DIRECTIONS FOR THIS TASK ▸
Please write out all the data that follows exactly, without the pictures.

**** EXTRACTED DATA ****

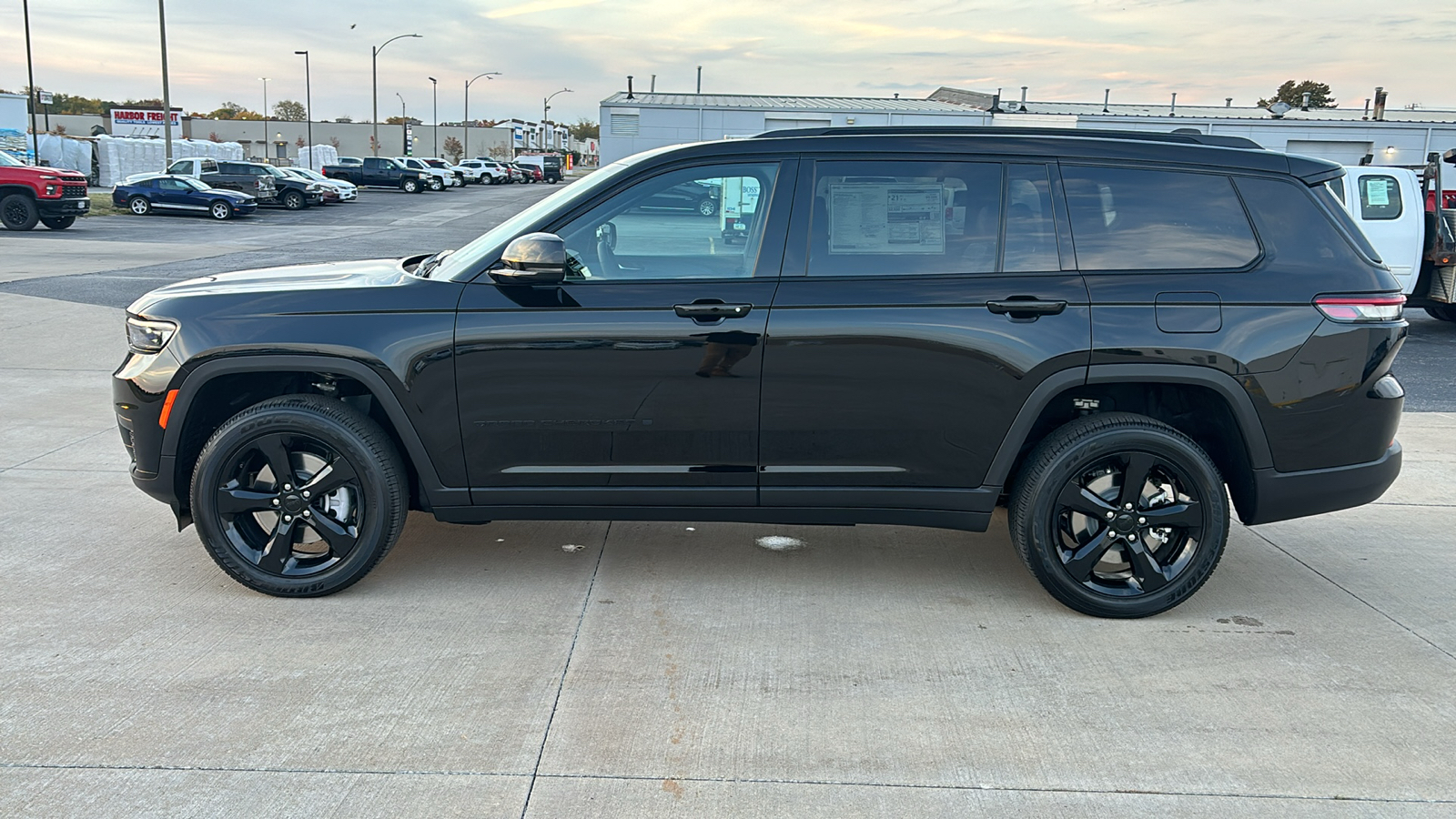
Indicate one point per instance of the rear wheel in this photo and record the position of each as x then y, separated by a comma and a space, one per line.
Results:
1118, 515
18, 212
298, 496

****

SOLUTION ▸
Indicate one point per instance of the rear wheel in this photo and record the position of each as x then y, separated by a comma and a space, one per line.
Results:
1118, 515
18, 212
298, 496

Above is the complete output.